* [WHAT NEEDS TO BE DONE]:
Gather every line in the data below that contains the string "field". Treat uppercase and lowercase letters as different.

* [Entries from a dataset]:
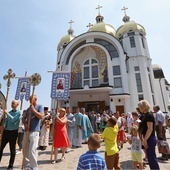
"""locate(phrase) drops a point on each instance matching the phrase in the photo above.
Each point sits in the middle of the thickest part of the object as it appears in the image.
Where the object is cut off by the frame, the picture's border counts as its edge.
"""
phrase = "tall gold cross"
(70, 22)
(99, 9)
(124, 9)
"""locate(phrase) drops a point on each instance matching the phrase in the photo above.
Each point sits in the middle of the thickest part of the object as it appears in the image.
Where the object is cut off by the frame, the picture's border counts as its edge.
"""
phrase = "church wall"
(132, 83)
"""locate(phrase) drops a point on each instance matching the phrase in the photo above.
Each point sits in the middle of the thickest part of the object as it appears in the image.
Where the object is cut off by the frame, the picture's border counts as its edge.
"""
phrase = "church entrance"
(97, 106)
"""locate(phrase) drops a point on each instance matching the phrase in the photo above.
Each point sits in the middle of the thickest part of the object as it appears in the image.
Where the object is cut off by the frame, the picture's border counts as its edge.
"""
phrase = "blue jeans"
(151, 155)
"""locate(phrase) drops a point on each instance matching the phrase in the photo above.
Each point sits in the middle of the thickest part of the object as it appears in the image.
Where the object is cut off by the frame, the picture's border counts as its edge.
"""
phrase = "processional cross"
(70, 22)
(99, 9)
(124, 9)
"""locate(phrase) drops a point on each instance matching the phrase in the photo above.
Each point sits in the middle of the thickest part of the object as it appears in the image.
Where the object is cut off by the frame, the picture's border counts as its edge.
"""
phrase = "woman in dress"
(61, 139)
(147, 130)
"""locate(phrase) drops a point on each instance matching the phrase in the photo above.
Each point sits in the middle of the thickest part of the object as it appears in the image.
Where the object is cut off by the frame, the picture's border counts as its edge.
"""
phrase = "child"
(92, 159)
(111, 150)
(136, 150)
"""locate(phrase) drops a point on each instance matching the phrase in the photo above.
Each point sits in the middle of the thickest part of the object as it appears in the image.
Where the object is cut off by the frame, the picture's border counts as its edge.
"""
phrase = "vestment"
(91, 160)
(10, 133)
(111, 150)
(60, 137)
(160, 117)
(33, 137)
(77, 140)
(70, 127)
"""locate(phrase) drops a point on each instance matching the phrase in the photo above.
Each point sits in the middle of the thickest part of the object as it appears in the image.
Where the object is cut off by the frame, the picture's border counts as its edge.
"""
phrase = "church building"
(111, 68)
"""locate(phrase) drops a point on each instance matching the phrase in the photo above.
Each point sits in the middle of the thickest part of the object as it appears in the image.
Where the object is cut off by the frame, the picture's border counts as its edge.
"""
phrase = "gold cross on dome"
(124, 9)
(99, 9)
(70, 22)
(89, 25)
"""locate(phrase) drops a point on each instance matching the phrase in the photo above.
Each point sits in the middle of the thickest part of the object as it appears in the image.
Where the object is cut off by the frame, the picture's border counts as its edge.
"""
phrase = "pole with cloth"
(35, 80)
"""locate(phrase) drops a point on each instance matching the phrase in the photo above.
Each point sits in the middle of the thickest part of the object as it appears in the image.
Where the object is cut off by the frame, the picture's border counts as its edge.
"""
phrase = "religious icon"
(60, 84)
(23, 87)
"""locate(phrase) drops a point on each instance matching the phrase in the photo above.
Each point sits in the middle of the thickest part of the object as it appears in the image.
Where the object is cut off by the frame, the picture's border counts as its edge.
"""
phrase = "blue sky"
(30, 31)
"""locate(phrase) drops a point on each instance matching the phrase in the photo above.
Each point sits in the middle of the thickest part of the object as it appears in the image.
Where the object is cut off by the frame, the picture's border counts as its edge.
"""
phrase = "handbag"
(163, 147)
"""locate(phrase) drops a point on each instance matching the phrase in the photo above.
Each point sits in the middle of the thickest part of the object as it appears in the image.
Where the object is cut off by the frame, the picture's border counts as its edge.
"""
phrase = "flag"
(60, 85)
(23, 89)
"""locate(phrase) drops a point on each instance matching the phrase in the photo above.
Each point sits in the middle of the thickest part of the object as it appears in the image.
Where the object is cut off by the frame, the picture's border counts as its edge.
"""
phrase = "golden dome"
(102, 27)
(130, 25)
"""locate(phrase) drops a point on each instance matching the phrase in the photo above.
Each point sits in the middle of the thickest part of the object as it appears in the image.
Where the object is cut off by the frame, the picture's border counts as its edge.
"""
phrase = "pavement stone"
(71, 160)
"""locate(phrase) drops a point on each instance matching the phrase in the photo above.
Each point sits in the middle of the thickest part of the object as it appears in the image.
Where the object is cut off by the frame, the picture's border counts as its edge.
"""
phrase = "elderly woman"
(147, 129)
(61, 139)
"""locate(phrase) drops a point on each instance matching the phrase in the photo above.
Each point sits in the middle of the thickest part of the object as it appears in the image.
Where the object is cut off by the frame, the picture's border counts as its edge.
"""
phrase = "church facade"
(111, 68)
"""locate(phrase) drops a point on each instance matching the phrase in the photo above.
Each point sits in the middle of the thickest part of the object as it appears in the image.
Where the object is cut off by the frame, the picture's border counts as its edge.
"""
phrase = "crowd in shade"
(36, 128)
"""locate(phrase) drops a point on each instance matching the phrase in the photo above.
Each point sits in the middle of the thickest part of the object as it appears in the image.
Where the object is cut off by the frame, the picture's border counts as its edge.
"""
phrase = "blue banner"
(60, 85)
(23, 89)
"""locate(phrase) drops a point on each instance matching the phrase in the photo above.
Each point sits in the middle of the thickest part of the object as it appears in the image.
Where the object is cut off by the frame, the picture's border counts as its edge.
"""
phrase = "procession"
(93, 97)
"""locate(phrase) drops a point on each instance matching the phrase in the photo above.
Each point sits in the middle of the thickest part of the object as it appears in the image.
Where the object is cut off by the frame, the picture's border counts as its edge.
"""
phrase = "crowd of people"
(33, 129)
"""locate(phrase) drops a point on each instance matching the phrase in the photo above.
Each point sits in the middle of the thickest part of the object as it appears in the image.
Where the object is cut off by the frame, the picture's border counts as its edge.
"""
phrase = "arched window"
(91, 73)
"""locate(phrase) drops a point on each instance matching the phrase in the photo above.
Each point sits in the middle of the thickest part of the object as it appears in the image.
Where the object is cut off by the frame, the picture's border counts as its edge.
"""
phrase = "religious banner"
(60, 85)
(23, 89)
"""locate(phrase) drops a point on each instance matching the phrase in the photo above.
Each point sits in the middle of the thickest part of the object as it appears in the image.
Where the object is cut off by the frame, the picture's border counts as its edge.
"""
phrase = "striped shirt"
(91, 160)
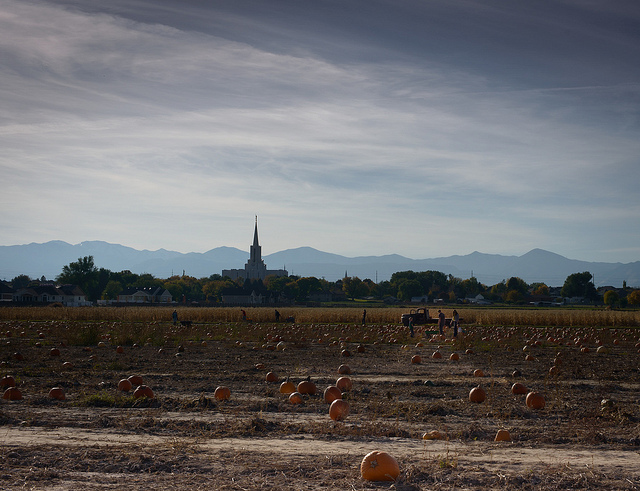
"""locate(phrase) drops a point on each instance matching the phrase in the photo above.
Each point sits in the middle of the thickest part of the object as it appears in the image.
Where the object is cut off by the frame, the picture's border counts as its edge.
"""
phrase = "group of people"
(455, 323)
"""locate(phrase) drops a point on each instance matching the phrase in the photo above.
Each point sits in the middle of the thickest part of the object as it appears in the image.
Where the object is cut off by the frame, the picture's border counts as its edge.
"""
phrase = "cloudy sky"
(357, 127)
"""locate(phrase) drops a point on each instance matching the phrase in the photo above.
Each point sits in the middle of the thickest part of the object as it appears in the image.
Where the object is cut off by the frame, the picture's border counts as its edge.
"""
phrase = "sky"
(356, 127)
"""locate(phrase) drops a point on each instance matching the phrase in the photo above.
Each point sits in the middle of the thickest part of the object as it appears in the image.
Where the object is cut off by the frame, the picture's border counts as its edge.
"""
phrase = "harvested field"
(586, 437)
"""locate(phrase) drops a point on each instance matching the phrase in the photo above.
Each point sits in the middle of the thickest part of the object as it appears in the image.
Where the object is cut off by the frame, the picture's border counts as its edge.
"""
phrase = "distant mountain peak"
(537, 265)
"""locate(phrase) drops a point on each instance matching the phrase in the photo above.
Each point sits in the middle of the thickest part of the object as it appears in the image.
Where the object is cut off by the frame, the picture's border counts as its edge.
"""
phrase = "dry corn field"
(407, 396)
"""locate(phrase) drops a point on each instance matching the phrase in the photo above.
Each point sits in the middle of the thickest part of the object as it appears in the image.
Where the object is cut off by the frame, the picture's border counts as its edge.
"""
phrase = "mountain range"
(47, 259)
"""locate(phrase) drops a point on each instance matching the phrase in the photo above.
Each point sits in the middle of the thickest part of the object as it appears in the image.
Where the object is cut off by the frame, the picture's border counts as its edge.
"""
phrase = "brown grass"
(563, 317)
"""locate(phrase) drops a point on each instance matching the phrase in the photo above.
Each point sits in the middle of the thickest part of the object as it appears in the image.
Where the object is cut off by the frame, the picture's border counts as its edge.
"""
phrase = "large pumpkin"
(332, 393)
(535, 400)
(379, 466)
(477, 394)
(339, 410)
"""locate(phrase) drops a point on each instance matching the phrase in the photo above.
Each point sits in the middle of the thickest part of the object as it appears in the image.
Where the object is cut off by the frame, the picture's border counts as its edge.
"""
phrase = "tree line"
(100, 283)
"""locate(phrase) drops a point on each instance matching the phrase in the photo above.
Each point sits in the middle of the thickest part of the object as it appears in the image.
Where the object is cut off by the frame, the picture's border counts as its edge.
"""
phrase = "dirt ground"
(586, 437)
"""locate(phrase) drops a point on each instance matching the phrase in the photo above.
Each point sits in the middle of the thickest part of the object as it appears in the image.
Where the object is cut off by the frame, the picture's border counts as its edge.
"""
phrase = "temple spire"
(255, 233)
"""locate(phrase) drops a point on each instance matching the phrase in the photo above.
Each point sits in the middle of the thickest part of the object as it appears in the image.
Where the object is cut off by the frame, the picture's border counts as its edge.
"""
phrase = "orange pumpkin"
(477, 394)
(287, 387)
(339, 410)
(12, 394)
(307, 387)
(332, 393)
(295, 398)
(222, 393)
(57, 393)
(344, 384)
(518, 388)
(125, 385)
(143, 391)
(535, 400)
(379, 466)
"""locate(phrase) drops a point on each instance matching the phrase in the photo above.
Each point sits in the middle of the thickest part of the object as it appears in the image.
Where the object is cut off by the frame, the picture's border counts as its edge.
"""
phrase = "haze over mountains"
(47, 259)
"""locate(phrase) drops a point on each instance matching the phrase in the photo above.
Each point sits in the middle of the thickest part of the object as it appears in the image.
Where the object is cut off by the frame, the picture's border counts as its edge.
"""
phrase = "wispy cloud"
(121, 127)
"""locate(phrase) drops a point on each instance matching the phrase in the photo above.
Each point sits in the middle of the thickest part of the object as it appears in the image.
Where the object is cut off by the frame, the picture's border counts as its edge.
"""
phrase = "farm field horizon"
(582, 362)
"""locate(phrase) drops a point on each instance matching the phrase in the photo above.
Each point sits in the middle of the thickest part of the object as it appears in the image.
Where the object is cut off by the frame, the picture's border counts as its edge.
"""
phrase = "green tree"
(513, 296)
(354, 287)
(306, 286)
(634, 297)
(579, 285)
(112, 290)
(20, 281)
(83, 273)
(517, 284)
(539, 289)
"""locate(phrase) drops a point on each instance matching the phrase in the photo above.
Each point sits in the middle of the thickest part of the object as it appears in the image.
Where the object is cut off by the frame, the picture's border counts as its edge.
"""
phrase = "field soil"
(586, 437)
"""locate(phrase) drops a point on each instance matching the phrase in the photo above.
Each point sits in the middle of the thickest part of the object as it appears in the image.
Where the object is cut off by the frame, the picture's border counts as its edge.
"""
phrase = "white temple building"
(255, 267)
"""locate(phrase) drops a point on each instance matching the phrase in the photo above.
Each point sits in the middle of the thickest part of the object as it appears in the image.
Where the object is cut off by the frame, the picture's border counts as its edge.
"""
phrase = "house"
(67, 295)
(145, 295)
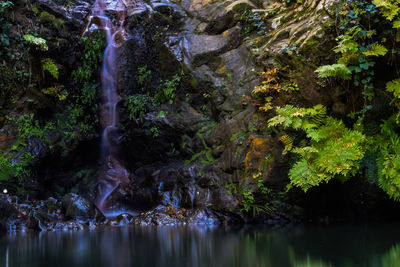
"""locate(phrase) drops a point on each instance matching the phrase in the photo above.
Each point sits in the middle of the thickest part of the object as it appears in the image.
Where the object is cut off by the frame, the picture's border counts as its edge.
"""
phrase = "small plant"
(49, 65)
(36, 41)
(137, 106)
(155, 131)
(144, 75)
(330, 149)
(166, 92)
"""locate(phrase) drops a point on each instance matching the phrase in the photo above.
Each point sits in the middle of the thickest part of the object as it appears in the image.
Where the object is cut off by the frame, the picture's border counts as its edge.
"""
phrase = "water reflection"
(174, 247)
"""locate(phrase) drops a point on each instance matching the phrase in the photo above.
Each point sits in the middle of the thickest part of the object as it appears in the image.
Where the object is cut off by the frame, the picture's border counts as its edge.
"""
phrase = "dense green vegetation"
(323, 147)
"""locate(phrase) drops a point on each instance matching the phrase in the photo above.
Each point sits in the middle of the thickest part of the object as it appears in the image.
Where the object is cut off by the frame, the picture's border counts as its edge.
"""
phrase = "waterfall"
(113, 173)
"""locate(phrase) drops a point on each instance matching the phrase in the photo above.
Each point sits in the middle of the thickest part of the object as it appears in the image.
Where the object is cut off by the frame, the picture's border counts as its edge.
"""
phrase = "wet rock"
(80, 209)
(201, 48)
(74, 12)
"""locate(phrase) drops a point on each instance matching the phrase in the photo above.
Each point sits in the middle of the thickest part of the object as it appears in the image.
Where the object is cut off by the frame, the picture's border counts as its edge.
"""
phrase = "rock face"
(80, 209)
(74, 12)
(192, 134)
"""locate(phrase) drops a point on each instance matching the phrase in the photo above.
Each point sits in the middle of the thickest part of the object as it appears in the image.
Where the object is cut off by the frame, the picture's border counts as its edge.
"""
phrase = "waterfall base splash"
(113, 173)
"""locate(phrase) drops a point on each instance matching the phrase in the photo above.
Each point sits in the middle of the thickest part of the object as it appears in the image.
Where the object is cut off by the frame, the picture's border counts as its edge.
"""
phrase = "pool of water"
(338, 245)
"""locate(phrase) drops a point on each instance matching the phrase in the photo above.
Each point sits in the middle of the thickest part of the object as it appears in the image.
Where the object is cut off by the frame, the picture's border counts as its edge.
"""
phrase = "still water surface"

* [TASK RESULT]:
phrase = "harvested field"
phrase = "dry corn field"
phrase = "farm field horizon"
phrase = "field soil"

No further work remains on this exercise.